Exercise aim:
Please reproduce the records below verbatim, from the line containing "I'd appreciate it if you could identify where the white" through the end of the records, inclusive.

Data entries:
━━━━━━━━━━━━━━━━━━━━━━━━━━━━━━

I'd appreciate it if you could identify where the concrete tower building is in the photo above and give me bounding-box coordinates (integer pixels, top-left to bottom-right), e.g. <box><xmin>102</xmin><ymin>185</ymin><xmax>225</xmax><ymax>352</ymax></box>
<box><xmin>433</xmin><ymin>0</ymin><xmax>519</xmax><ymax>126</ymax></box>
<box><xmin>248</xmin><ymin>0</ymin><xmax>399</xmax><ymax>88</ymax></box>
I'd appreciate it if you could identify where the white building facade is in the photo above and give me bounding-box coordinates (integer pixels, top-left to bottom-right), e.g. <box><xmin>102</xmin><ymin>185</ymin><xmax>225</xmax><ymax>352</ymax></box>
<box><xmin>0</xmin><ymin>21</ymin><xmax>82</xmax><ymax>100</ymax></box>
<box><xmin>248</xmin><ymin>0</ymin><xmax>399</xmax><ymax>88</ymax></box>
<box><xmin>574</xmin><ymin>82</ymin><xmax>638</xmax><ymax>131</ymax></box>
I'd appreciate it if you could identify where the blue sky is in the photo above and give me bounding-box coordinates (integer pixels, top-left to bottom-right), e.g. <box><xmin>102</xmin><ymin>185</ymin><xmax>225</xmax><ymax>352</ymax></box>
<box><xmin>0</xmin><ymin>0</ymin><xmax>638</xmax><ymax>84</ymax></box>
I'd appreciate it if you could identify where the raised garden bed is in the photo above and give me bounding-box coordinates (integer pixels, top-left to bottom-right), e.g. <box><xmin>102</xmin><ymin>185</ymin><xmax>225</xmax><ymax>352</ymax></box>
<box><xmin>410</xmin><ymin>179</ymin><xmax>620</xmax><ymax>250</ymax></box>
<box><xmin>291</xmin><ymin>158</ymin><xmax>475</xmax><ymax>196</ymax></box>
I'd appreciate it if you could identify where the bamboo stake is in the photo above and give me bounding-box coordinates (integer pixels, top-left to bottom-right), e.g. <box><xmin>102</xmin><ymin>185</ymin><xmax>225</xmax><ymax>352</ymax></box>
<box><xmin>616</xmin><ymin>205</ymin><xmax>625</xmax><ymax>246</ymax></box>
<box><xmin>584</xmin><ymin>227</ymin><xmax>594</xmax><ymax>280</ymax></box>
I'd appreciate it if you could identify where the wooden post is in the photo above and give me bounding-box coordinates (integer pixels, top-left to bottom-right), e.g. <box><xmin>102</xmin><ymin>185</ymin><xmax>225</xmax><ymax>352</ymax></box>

━━━━━━━━━━━━━━━━━━━━━━━━━━━━━━

Response to this exercise:
I'd appreciate it if you could identify where the white building facade is in the photo above and give me bounding-box coordinates (integer pixels, top-left to bottom-right), e.g. <box><xmin>102</xmin><ymin>185</ymin><xmax>225</xmax><ymax>352</ymax></box>
<box><xmin>0</xmin><ymin>21</ymin><xmax>82</xmax><ymax>100</ymax></box>
<box><xmin>248</xmin><ymin>0</ymin><xmax>399</xmax><ymax>88</ymax></box>
<box><xmin>574</xmin><ymin>82</ymin><xmax>638</xmax><ymax>131</ymax></box>
I'd appreciate it if you could identify where the blue sky is in the photo above and give me bounding-box coordinates (integer pixels, top-left to bottom-right), e.g. <box><xmin>102</xmin><ymin>185</ymin><xmax>225</xmax><ymax>352</ymax></box>
<box><xmin>0</xmin><ymin>0</ymin><xmax>638</xmax><ymax>84</ymax></box>
I'd appreciate it if you could identify where the raised garden bed is in the photo above and give me bounding-box coordinates (integer pixels, top-left to bottom-right), e.g. <box><xmin>102</xmin><ymin>185</ymin><xmax>225</xmax><ymax>352</ymax></box>
<box><xmin>410</xmin><ymin>179</ymin><xmax>620</xmax><ymax>250</ymax></box>
<box><xmin>291</xmin><ymin>158</ymin><xmax>475</xmax><ymax>196</ymax></box>
I'd appreciate it if you could identify where the bamboo stake is in the photo above and give me bounding-box coordinates (integer pixels, top-left to bottom-right), e.g. <box><xmin>102</xmin><ymin>185</ymin><xmax>225</xmax><ymax>352</ymax></box>
<box><xmin>616</xmin><ymin>205</ymin><xmax>625</xmax><ymax>246</ymax></box>
<box><xmin>584</xmin><ymin>227</ymin><xmax>594</xmax><ymax>280</ymax></box>
I'd appreciate it if you could identify where the wooden post is in the photo above and give me bounding-box coordinates (integer pixels, top-left to bottom-right), e.g. <box><xmin>102</xmin><ymin>185</ymin><xmax>225</xmax><ymax>352</ymax></box>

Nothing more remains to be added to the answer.